**Deine Aufgabe 1:** Schreib aus dem zitierten Text den Abschnitt zwischen „Sie führen dann“ und „(Bundestagsdrucksache 19/26916) verweisen.“ ab, beide Stellen eingeschlossen.
**Deine Aufgabe 2:** Welche Fundstellen mit Nummernangabe führt der zitierte Text an? Zähl alle auf.
**Deine Aufgabe 3:** Setz den zitierten Text über den Bundeswehr-Einsatz in Afghanistan im Anschluss an seinen letzten Satz fort.

**Zitierter Text:**
* * * *

Sie schreiben, die Bundeswehr sei durch das Grundgesetz „nur zur Verteidigung berufen“. Dies ist so nicht richtig. Zwar führt Artikel 87a Absatz 1 GG tatsächlich an, dass der Bund Streitkräfte „zur Verteidigung“ aufstellt, jedoch darf der Bund Streitkräfte zur Wahrung des Friedens in Rahmen eines Systems kollektiver Sicherheit einsetzen (Siehe hierzu Artikel 24 Absatz 2 GG und das entsprechende „Out-of-Area-Urteil“ des Bundesverfassungsgerichtes hierzu BVerfGE 90, 286).

Sie führen dann weiterhin als „Ausnahme“ an, dass ggf. Streitkräfte im Rahmen einer „UNO-Mission“ eingesetzt werden dürften. Tatsächlich erlaubt das Völkerrecht den Einsatz bewaffneter Streitkräfte auch dann, wenn die ausdrückliche Einladung bzw. Zustimmung des Staates, in dem diese eingesetzt werden sollen, vorliegt. Ich möchte Sie hierzu gerne auf Punkt 2 des aktuellen Afghanistan-Mandates (Bundestagsdrucksache 19/26916) verweisen.

Meine Zustimmung zum Bundeswehr-Mandat in Afghanistan verstößt also weder gegen völkerrechtliche noch verfassungsrechtliche Vorgaben. Dennoch habe mir die Entscheidung über den Einsatz der Bundeswehr in Afghanistan nicht leicht gemacht, vor folgendem Hintergrund aber letztlich zugestimmt.

* * * *

Datensätze mit beschrifteten Punkten
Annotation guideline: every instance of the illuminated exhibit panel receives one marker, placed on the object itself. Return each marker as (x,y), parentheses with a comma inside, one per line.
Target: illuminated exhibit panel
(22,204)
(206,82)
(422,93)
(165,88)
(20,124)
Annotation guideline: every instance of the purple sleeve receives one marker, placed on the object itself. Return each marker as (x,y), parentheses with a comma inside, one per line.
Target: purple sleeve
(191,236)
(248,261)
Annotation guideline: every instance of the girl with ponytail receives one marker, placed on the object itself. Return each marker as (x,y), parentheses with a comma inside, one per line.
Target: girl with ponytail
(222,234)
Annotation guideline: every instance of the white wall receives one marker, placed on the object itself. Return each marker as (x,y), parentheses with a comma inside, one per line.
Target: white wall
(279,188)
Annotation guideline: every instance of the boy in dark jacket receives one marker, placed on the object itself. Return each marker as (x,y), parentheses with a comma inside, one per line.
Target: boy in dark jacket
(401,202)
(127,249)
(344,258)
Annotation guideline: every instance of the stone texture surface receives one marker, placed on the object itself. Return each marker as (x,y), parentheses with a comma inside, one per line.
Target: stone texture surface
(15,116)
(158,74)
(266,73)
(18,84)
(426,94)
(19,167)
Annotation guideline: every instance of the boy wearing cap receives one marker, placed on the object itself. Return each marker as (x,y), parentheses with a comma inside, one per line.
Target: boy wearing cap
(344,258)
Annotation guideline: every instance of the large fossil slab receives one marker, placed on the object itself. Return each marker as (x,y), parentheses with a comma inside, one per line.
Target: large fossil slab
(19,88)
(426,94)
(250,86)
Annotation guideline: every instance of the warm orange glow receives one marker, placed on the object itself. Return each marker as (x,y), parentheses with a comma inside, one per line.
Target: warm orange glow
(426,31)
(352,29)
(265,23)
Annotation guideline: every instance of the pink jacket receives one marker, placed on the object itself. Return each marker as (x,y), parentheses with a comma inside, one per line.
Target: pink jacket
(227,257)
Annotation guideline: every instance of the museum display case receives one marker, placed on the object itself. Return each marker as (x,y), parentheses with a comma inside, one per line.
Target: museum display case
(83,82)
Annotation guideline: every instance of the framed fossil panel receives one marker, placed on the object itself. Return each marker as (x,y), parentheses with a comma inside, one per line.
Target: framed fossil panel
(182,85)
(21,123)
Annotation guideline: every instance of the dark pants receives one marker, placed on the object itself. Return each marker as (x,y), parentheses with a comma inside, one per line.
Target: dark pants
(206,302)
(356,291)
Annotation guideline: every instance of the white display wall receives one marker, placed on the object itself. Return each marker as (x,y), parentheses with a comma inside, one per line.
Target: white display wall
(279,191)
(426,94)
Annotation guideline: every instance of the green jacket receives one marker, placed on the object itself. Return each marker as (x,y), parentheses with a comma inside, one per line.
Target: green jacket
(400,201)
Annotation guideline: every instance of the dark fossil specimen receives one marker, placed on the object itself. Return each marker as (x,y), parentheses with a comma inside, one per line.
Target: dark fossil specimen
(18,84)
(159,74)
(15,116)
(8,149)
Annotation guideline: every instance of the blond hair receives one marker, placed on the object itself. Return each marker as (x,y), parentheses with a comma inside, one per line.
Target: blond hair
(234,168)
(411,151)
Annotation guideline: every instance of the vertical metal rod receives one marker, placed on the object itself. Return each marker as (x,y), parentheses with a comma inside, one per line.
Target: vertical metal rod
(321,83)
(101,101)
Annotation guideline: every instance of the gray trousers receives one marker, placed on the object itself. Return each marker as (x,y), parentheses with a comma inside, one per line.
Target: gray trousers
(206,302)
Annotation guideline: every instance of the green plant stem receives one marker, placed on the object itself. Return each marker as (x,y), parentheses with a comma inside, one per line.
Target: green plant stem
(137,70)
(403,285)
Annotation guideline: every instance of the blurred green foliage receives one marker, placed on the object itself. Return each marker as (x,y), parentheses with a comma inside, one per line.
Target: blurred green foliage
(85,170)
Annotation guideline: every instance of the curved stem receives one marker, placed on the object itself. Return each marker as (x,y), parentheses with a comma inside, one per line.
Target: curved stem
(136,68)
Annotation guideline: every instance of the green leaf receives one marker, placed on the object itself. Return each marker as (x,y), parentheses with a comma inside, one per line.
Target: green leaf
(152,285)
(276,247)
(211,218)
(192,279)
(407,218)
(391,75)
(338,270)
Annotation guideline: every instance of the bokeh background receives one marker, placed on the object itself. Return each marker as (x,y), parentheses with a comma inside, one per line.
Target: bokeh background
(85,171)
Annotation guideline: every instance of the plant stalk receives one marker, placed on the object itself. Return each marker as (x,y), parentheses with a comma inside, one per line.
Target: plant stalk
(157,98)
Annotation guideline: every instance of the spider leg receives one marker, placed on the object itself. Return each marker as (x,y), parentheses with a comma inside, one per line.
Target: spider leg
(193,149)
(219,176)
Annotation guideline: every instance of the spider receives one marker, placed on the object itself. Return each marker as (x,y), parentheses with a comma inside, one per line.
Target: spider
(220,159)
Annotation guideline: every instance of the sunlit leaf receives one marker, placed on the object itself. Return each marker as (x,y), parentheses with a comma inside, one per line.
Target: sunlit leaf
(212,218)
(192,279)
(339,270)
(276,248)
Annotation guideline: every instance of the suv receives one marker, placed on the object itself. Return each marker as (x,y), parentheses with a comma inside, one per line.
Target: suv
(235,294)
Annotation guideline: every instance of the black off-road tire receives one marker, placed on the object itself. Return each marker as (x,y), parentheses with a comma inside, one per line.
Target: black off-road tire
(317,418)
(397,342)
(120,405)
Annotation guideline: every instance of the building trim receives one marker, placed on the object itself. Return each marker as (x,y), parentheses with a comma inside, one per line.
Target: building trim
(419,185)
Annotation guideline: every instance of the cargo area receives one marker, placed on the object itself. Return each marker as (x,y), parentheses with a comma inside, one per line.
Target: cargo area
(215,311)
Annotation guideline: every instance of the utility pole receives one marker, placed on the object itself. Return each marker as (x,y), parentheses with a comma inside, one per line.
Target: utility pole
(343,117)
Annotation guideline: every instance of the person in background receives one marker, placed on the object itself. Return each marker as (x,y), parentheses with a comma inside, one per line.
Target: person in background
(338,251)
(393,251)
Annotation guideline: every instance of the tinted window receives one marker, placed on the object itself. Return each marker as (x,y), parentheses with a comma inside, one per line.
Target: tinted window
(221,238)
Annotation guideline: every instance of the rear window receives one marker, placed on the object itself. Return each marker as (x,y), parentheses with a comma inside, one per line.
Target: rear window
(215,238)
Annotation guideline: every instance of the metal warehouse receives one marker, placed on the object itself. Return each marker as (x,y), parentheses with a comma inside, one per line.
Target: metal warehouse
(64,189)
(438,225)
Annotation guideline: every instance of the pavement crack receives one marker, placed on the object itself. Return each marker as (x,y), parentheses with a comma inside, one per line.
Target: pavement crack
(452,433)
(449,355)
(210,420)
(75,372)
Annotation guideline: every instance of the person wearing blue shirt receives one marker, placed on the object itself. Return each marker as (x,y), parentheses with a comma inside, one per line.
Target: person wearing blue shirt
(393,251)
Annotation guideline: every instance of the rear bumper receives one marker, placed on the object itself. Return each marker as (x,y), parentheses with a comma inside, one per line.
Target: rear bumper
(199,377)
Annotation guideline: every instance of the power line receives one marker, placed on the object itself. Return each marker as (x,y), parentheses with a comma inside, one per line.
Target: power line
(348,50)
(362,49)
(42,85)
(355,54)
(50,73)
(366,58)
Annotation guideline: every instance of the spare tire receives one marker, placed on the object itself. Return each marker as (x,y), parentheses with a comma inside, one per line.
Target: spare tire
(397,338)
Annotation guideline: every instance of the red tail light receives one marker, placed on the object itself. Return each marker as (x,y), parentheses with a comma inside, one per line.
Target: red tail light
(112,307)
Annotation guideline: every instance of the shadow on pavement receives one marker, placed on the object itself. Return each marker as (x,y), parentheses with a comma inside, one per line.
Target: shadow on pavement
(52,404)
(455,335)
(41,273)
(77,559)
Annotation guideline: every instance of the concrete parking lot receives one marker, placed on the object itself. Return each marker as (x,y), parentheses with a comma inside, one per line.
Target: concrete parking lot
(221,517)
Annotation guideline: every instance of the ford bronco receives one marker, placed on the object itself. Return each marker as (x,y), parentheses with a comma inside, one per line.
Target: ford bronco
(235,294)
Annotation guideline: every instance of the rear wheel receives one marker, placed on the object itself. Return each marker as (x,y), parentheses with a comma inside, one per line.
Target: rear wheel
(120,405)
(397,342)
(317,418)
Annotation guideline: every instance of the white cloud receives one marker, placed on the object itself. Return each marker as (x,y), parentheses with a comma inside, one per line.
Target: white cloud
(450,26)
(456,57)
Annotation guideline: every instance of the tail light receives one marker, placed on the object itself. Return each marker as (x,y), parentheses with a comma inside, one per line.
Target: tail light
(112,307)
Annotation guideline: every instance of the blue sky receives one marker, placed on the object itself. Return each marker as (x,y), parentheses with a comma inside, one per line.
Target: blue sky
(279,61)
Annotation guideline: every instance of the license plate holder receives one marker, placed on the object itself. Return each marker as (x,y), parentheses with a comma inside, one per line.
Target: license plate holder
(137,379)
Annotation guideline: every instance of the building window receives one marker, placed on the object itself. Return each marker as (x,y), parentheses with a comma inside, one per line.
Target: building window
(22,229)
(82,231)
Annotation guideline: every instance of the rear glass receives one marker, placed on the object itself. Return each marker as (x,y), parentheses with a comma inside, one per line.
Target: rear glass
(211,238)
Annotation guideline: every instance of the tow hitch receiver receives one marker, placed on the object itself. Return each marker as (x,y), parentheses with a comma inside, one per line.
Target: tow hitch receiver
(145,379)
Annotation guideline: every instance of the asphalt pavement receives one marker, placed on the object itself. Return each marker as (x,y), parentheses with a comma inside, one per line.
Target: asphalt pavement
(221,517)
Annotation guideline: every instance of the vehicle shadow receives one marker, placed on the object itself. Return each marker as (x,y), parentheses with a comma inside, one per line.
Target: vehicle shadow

* * * *

**Lösung 1:**
Sie führen dann weiterhin als „Ausnahme“ an, dass ggf. Streitkräfte im Rahmen einer „UNO-Mission“ eingesetzt werden dürften. Tatsächlich erlaubt das Völkerrecht den Einsatz bewaffneter Streitkräfte auch dann, wenn die ausdrückliche Einladung bzw. Zustimmung des Staates, in dem diese eingesetzt werden sollen, vorliegt. Ich möchte Sie hierzu gerne auf Punkt 2 des aktuellen Afghanistan-Mandates (Bundestagsdrucksache 19/26916) verweisen.

**Lösung 2:**
- Artikel 87a Absatz 1 GG
- Artikel 24 Absatz 2 GG
- BVerfGE 90, 286
- Bundestagsdrucksache 19/26916

**Lösung 3:**
Die afghanische Regierung und Gesellschaft sind weiterhin in besonderem Maße auf internationale Unterstützung angewiesen. Auch eine Unterstützung der afghanischen Sicherheitskräfte ist nach wie vor zwingend notwendig, weil die Auseinandersetzung mit den Taliban und anderen aufständischen Gruppen immer noch hohe Opferzahlen gerade unter ihnen fordert. Es ist wichtig, dass die Afghaninnen und Afghanen über die zukünftige Entwicklung ihres Landes selbst bestimmen können. Sollten die internationale Gemeinschaft und die Bundeswehr die Ausbildung der afghanischen Sicherheitskräfte jetzt abrupt beenden, würde das zweifelsohne zu einer großen Verunsicherung führen, die die langfristige friedvolle Entwicklung des Landes gefährden könnte.

In jedem Fall muss die Bundesregierung endlich alte Fehler des Afghanistan-Engagements angehen. Dazu zählt vor allem das Verhältnis zur Antiterrorpolitik der USA. In den letzten Jahren haben „night raids“ oder zahlreiche Bombardierungen, bei denen auch Zivilistinnen und Zivilisten ums Leben gekommen sind, sehr stark dazu beigetragen, dass ausländische Streitkräfte an vielerlei Orten die Köpfe und Herzen der Afghaninnen und Afghanen verloren haben. Die Bundesregierung muss sich im Rahmen der NATO und gegenüber den USA dafür einsetzen, dass dieses falsche Vorgehen nicht weiter fortgesetzt wird und auch zukünftig nicht der Kern des amerikanischen Engagements bildet.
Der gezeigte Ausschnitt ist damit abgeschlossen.